• TASK PROMPT: An exact transcription of the lines below, from the first through the one containing "# put a marker on the dark", is the only output wanted.

====== EXTRACTED DATA ======

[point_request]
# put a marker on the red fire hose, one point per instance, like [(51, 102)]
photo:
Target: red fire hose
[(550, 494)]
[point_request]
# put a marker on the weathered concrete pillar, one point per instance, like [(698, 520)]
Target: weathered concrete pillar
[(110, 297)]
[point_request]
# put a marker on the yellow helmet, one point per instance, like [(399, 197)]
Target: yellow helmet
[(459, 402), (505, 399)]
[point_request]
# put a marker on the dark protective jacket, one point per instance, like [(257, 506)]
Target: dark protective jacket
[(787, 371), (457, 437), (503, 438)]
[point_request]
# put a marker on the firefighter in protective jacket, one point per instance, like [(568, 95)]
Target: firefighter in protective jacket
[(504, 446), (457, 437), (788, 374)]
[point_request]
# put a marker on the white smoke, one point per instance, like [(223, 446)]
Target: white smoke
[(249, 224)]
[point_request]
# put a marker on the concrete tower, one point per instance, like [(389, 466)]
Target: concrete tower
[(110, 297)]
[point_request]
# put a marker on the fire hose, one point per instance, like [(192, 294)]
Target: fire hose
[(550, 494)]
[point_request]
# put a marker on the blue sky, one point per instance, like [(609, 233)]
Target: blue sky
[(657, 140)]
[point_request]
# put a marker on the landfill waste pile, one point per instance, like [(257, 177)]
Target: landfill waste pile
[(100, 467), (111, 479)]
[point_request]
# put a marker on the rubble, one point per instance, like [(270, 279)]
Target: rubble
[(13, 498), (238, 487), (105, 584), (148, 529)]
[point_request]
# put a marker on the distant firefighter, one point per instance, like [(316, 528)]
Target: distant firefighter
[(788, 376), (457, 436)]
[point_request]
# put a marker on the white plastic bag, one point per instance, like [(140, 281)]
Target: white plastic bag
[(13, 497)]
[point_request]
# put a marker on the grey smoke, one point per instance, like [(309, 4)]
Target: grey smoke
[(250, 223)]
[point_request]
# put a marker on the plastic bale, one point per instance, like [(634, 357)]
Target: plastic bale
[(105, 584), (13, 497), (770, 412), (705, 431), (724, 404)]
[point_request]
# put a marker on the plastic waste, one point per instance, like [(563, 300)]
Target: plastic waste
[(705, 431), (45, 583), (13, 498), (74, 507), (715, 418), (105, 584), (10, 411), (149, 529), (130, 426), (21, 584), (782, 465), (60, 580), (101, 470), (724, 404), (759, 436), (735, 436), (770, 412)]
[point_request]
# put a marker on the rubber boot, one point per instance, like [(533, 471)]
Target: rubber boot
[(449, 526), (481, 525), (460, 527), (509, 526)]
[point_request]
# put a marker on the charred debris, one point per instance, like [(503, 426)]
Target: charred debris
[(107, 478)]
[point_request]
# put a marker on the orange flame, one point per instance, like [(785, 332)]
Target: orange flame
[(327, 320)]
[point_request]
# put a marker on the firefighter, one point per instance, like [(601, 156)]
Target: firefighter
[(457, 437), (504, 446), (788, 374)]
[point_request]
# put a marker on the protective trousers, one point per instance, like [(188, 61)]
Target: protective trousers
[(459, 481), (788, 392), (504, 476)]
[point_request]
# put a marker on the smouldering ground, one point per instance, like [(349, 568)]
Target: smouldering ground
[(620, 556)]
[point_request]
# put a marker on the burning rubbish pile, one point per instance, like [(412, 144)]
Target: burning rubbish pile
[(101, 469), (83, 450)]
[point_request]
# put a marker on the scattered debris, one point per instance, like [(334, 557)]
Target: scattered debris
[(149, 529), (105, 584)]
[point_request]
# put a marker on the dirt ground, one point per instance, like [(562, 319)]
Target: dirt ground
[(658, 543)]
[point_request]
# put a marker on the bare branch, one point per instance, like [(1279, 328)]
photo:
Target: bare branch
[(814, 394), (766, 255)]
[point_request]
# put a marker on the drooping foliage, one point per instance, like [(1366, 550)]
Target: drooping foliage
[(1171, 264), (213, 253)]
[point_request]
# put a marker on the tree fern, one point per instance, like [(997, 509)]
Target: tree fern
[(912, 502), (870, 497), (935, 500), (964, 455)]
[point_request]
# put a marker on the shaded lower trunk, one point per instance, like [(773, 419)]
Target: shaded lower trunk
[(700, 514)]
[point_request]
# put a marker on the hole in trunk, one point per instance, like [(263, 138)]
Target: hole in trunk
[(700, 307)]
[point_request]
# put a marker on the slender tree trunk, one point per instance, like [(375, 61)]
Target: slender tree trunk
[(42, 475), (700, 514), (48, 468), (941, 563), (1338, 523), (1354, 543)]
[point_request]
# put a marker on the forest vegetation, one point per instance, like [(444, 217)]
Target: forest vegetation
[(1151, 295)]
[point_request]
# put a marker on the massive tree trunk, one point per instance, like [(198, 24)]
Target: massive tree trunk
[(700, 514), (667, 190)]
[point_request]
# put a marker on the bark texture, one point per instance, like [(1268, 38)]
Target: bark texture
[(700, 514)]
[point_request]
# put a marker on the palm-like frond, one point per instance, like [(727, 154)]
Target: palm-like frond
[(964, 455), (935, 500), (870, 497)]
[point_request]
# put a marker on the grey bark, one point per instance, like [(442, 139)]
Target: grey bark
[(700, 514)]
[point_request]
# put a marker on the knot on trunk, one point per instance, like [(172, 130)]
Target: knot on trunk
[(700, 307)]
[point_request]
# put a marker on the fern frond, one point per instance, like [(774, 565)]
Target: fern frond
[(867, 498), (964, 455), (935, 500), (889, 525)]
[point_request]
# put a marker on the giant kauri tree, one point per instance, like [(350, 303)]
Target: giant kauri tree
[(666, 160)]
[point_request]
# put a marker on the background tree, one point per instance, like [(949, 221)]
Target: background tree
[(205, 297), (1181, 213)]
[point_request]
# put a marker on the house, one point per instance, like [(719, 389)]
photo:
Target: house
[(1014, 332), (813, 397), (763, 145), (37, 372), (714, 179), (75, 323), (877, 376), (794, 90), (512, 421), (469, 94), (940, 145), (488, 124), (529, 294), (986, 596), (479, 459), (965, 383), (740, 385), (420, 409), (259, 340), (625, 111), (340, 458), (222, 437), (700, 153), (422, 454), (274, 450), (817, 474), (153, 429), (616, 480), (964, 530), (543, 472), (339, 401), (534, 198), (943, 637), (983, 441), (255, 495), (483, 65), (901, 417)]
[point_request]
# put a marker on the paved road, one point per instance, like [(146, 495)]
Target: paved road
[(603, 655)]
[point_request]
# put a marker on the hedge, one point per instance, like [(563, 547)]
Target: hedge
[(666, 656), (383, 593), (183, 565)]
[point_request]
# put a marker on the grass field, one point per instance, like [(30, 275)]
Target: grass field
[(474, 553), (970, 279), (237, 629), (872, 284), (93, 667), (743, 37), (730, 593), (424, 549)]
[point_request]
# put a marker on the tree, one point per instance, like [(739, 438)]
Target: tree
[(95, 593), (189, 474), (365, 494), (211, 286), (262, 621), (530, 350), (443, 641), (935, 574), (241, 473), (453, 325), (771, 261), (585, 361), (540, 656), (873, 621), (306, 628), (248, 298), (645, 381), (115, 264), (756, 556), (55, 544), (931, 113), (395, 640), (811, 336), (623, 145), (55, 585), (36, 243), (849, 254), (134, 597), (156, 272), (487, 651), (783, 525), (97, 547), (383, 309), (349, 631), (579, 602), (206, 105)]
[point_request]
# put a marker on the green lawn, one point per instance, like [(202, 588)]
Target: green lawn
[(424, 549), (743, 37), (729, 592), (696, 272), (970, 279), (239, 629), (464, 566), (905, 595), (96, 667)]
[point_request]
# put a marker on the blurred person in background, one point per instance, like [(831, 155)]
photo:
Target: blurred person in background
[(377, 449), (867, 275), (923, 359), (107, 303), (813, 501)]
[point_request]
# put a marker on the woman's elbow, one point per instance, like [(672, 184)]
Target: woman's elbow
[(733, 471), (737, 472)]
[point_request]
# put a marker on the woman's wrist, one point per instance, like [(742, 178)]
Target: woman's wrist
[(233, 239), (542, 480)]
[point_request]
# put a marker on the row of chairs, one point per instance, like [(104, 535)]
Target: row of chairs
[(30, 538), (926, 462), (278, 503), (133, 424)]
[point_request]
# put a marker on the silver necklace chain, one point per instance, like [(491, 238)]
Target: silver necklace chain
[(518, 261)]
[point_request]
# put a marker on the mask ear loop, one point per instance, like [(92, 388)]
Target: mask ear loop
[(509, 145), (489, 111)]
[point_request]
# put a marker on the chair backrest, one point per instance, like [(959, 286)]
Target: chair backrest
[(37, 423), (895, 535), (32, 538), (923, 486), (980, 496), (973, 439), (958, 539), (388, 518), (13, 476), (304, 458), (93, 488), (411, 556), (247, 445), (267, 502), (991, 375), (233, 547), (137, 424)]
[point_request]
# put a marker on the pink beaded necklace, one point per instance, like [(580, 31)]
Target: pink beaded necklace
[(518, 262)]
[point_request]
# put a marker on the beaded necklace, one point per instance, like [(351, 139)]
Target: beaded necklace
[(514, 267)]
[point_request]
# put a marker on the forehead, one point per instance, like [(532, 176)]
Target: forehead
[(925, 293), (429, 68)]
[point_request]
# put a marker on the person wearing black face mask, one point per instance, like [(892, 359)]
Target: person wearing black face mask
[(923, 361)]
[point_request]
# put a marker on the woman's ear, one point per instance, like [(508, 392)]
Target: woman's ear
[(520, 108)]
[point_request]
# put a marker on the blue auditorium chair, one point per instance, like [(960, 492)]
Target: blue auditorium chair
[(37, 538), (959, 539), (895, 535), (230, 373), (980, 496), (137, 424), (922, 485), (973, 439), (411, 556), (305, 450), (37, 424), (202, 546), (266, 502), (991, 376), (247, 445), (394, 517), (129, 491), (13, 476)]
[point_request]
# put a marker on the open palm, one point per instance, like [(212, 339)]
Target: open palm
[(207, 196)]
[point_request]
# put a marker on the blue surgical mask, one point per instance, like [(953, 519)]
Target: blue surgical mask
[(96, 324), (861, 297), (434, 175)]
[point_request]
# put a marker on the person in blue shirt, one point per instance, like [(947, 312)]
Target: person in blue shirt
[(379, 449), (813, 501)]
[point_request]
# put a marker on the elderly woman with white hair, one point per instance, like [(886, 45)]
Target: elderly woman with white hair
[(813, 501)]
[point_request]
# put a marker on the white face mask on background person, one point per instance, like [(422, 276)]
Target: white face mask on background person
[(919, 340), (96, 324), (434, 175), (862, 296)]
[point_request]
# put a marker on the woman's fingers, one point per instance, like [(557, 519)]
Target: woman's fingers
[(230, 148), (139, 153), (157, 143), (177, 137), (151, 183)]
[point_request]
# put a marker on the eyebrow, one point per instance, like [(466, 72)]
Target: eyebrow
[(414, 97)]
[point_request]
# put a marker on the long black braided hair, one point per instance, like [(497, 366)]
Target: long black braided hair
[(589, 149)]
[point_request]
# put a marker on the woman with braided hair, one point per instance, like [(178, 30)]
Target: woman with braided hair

======

• REPLY:
[point_request]
# put a marker on the red fire hose, one point per instance, like [(51, 102)]
photo:
Target: red fire hose
[(550, 494)]
[point_request]
# put a marker on the weathered concrete pillar, one point per instance, like [(698, 520)]
Target: weathered concrete pillar
[(110, 297)]
[point_request]
# put a marker on the yellow helmet, one point per instance, like [(399, 197)]
Target: yellow helmet
[(459, 402), (505, 399)]
[point_request]
# put a marker on the dark protective jacket, one point per instance, like [(257, 506)]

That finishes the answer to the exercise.